> Work to complete
A) According to the data breach text, why should processing systems and infrastructure "separate data systems and networks"? Answer in one to three sentences.
B) Duplicate the passage of the data breach text that begins at the words "Human error leading" and ends after the words "confidentiality.".

— START Provided text —

The EDPB emphasises the importance of a comprehensive evaluation
of the data security systems of controllers who suffer ransomware
attacks, with special emphasis on IT security, and notes that any
vulnerabilities that are identified should be documented and
tackled without delay, as key elements of advisable organisational
and technical measures for preventing/mitigating the impacts of
ransomware attacks.

Suggested measures include, among other things, keeping relevant
firmware, operating system and application software up to date and
ensuring that all reasonable IT security measures are established,
effective and regularly updated; ensuring that processing systems
and infrastructure separate data systems and networks to avoid the
proliferation of malware within the organisation and to external
systems; establishing an up-to-date, secure and tested backup
procedure; implementing appropriate, up-to-date, effective and
integrated anti-malware software and firewall and intrusion
detection and prevention systems; implementing appropriate employee
training; putting in place robust encryption and authentication;
and carrying out regular vulnerability and penetration testing.

Data Exfiltration Attacks

Data exfiltration attacks take advantage of weaknesses in
services offered over the internet and are usually intended to
copy, exfiltrate and abuse personal data for some malicious
purpose. Data exfiltration attacks mainly comprise breaches of
confidentiality and sometimes also data integrity. The Guidelines
explore examples involving exfiltration involving job application
data from a website, exfiltration of hashed passwords from a
website and credential stuffing on a banking website.

To assist in preventing/mitigating the impacts of data
exfiltration attacks, the Guidelines emphasise the importance of
re-evaluating IT security systems and suggest measures that include
use of sophisticated encryption and key management, (with
cryptographic hashing and salting for secret information such as
passwords being preferred over encryption and authentication
methods that do not involve passwords being preferable); keeping
systems (software and firmware) updated and ensuring that all IT
security measures are in place, effective and regularly updated
when circumstances or processing change; using strong
authentication methods, such as two-factor authentication, together
with an up-to-date password policy; secure development standards,
such as the filtering of user input and brute force prevention
measures, (e.g. limiting the number of re-tries); implementing
strong user privileges and access control management policies;
using suitable, current, effective and integrated firewall,
intrusion detection and other perimeter defence systems; carrying
out regular IT security audits and vulnerability assessments
(penetration testing); and performing regular evaluations and
analysis to ensure backups can be used to restore any data whose
integrity or availability has been affected.

Internal Human Risk Source

Human error leading to personal data breaches is a frequent
occurrence and can be both deliberate and accidental, making it
difficult for data controllers to identify weaknesses and take
steps to avoid them. The EDPB considers various examples of data
breaches of this nature, including exfiltration of business data by
a former employee and accidental transmission of data to a trusted
third party, noting that such breaches usually comprise breaches of
confidentiality.

— END Provided text —
— START Provided information —

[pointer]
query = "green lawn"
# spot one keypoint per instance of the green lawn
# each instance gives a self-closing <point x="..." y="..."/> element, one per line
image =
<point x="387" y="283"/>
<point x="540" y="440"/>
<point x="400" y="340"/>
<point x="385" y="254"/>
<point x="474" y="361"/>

— END Provided information —

> The responses
A) Processing systems and infrastructure should separate data systems and networks to avoid the proliferation of malware within the organisation and to external systems.

B)
Human error leading to personal data breaches is a frequent
occurrence and can be both deliberate and accidental, making it
difficult for data controllers to identify weaknesses and take
steps to avoid them. The EDPB considers various examples of data
breaches of this nature, including exfiltration of business data by
a former employee and accidental transmission of data to a trusted
third party, noting that such breaches usually comprise breaches of
confidentiality.